• _TASK TO COMPLETE_
Only lines with the word "placing" belong in the answer; copy them from the records below.

• _EXTRACTED MATERIAL_
__________________________________________________

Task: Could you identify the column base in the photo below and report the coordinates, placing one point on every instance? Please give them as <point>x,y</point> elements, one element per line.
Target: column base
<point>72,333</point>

__________________________________________________

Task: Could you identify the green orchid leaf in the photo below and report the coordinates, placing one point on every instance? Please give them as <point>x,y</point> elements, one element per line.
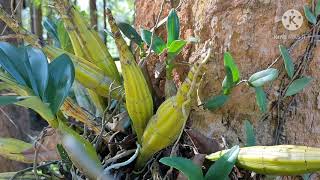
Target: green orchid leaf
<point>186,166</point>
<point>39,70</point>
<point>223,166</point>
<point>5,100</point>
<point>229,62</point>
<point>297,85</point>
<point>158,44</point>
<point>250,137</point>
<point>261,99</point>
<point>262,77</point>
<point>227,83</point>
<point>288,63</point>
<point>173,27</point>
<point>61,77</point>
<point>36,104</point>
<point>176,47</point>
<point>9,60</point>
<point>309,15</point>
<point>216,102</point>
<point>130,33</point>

__________________________________________________

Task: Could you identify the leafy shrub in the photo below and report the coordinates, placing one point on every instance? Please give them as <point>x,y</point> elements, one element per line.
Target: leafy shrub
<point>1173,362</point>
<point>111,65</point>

__________________________________________________

• _COMPLETED TASK_
Task: Could you identify the column base in the photo below and report the coordinates, placing one point on every instance? Please give them as <point>x,y</point> elements, one element per line.
Task: Could you identify the green orchid leaf in the photo below and report the coordinates, placing one point on every instance? Please give them as <point>x,y</point> elements, one element per line.
Task: Could you identify the leafy shrub in the photo below and report the coordinates, placing one point on every instance? Please give them as <point>x,y</point> elements, one element per line.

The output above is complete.